Compito da svolgere
Secondo il brano selezionato, da quanto tempo i soldati israeliani stanno combattendo?

Non li leggono, perché hanno altro da fare: ma, se li leggessero, i soldati israeliani apprenderebbero dai giornali della stampa umanitaria di aver ucciso deliberatamente tutti quei civili, migliaia di civili, decine di migliaia di civili. Apprenderebbero che da dieci mesi stanno combattendo contro un esercito di malati, di bambini, di donne gravide, gli obiettivi del programma di sterminio che il loro governo di nazisti li ha officiati a perpetrare contro il diritto internazionale, contro le convenzioni umanitarie e nonostante l’indignazione planetaria calpestata dai loro scarponi tra le macerie delle scuole e degli ospedali rasi al suolo.

Voci estratte

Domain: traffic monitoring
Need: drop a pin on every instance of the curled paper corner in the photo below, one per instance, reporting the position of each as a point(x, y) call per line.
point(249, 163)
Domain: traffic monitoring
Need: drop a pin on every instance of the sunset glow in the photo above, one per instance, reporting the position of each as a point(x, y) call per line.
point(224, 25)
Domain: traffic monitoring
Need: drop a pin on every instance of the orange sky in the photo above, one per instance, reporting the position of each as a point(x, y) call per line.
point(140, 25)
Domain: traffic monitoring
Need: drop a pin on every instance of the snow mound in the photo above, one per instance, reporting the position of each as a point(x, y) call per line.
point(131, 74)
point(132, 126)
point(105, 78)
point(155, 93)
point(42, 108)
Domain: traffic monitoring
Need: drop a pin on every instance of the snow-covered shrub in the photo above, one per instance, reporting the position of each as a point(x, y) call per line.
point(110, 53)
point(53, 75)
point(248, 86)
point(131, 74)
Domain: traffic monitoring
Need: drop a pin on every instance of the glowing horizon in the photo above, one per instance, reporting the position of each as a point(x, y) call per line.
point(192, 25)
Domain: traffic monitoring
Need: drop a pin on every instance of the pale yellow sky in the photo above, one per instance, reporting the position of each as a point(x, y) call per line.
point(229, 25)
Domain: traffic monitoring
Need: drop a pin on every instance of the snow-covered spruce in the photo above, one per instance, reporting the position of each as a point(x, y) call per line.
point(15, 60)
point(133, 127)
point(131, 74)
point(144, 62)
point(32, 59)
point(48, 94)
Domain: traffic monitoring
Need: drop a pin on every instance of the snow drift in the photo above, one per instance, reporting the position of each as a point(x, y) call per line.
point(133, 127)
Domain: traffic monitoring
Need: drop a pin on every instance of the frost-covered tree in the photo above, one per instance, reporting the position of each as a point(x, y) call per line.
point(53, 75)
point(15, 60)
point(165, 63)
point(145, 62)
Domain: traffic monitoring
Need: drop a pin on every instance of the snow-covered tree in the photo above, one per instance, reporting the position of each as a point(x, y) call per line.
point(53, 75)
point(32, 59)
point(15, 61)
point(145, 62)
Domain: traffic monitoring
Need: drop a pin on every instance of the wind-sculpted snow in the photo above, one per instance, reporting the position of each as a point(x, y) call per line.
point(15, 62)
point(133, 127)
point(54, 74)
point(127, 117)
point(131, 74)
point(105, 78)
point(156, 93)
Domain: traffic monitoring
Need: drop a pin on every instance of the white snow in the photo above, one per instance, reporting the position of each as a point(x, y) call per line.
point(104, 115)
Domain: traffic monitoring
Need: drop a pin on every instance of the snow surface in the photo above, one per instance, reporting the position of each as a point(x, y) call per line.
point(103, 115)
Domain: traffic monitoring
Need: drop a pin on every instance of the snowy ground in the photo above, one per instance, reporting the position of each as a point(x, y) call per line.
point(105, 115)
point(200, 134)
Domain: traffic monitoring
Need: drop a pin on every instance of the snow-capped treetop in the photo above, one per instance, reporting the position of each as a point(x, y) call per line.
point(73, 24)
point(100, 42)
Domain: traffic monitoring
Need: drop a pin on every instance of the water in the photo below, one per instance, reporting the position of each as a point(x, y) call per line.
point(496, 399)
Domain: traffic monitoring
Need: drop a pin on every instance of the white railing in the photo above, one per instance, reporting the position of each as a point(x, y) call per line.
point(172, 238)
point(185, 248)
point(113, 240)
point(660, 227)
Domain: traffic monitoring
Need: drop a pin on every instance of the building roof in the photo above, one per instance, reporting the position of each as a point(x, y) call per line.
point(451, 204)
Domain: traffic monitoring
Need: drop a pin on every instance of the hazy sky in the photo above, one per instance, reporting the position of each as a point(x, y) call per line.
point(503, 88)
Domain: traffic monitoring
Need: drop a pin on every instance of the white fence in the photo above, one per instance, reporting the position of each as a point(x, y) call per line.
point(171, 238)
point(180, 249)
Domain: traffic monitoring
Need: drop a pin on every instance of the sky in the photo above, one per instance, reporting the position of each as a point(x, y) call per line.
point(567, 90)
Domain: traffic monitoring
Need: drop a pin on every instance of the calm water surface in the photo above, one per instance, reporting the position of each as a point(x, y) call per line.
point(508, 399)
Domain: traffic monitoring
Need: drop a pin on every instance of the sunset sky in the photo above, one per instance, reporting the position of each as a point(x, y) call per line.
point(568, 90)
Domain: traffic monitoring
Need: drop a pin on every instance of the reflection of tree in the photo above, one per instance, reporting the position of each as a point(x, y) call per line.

Risposta all'esercizio
Da dieci mesi.